### PASSAGE PROVIDED
## BEGIN

As the dad of both a son and a daughter, I spend a lot of time analysing the way I interact with them. Do I treat them differently? Do I have different expectations of them? Are the songs I sing Daughter songs only? Do I subtly reinforce gender stereotypes that might in some way limit their choices later in life?
I like to think the answers to these questions are no, no and no. It turns out I’m probably wrong.
Research just published in the journal Behavioural Neuroscience tried to find out if and how dads react differently to sons and daughters. The scientists kitted out 52 dads of toddlers with recording devices that taped random snatches of their interactions over a 48-hour period.
Importantly, the dads never knew when the unobtrusive devices were actually on.
The results were pretty unequivocal. Dads interact differently with daughters and sons, whether they think they do or not. Specifically, fathers of daughters spent about 60% more time attentively responding to their child, compared to those with sons.
The dads in the study sang and whistled more with their daughters, and used different language. Dads of girls were much more likely to use words associated with emotions, and particularly sad ones, like ‘cry’, ‘tears’ and lonely’.
They were also more likely to use words associated with the body and more complex, analytical language in general.
By contrast, the dads with sons used more words associated with competition, like ‘win’ and ‘top’. Dads also spent a lot more time in rough and tumble play with sons compared to daughters.
Lead researcher Dr Jennifer Mascaro, of Emory University in the US, said:
“If the child cries out or asks for dad, fathers of daughters responded to that more than did fathers of sons. We should be aware of how unconscious notions of gender can play into the way we treat even very young children.”

## END

### TASK SET
1. Duplicate the passage about fathers' interactions with sons and daughters, starting at "The results were" and ending at "those with sons.".
2. Go on with the piece about how dads treat sons and daughters, picking up right after its final sentence.

### LISTED ENTRIES

## BEGIN

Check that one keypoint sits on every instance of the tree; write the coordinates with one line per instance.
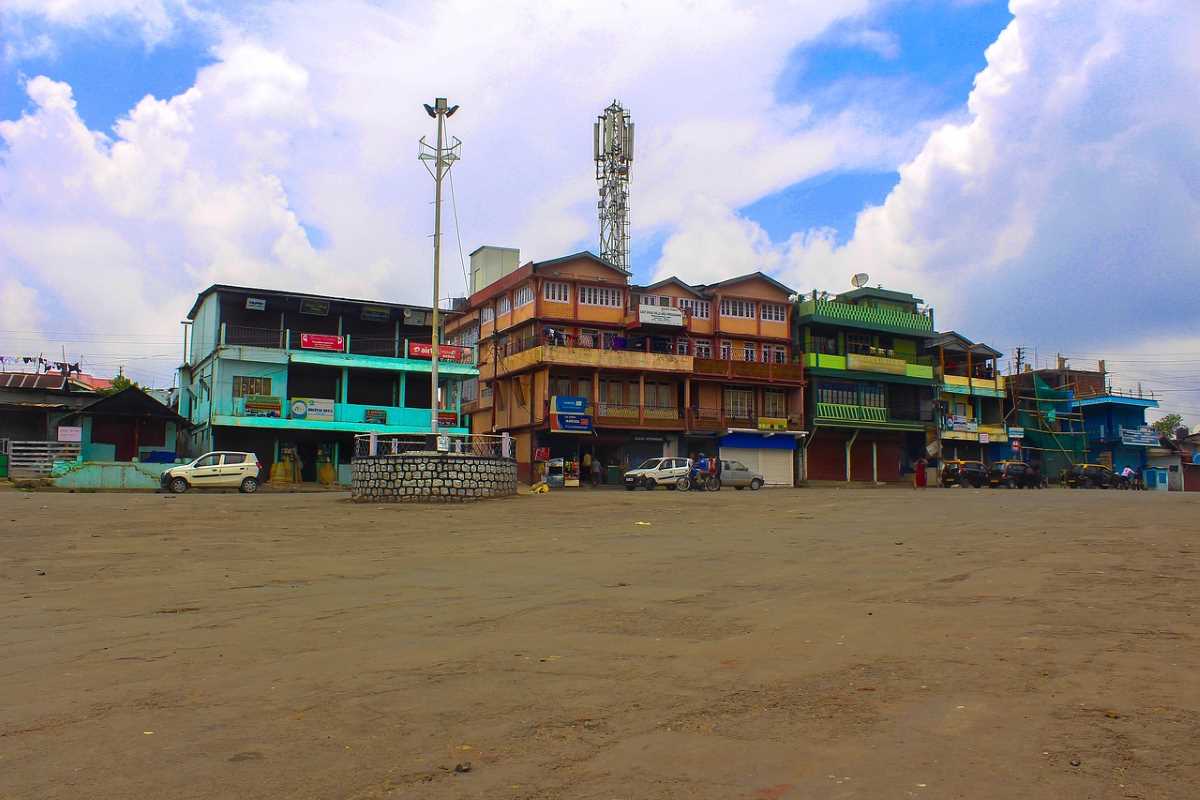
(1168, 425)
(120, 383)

## END
## BEGIN

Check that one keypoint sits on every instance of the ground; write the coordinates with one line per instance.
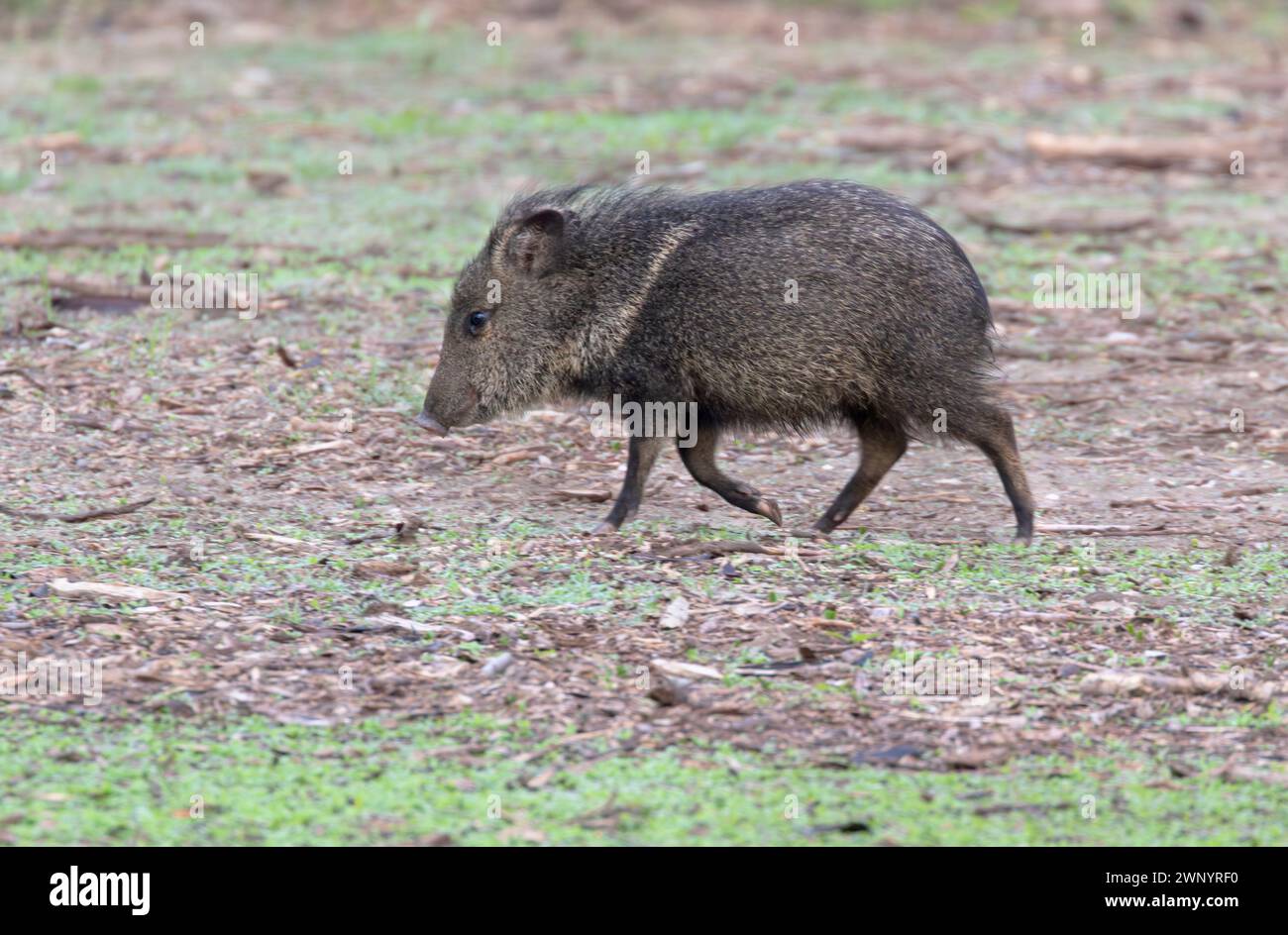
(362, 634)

## END

### RESPONSE LIST
1.
The results were pretty unequivocal. Dads interact differently with daughters and sons, whether they think they do or not. Specifically, fathers of daughters spent about 60% more time attentively responding to their child, compared to those with sons.

2.
A second part to the experiment seemed to confirm the findings of the first. In this part, the researchers wired the dads up to MRI brain scans and showed them pictures of their children.
The brains of fathers with daughters reacted strongest to their daughters’ happy expressions, while the brains of dads with sons reacted most to their sons’ neutral expressions.
Why the difference? Nobody is entirely sure but it could be that, again, dads are more responsive to open shows of emotion in girls, and more stoical behaviour in boys.
Subtle expectation bias?
The take-out from all this is that perhaps as dads we do, in subtle ways, treat our sons and daughters differently, and potentially pass on a few unhelpful gender stereotypes in the process.
Perhaps subconsciously, and despite our best intentions, we expect our sons to be more competitive and physical, and our daughters more empathic and cerebral.
(But we shouldn’t beat ourselves up too much about this. We’re not the only ones busy reinforcing possibly outdated gender norms.)
What should we do? Just be more aware, says Dr Mascaro: “The fact that fathers may actually be less attentive to the emotional needs of boys, perhaps despite their best intentions, is important to recognise.”
That’s something we can all do something about, by being more present with our sons and encouraging them to express emotions. Similarly, Dr Mascaro suggests that fathers of daughters may want to engage in more rough and tumble play, which has been shown to help children regulate their emotions as well as instilling physical confidence.
Right now might be the perfect time for that. It is, after all, Play More Month at daddilife!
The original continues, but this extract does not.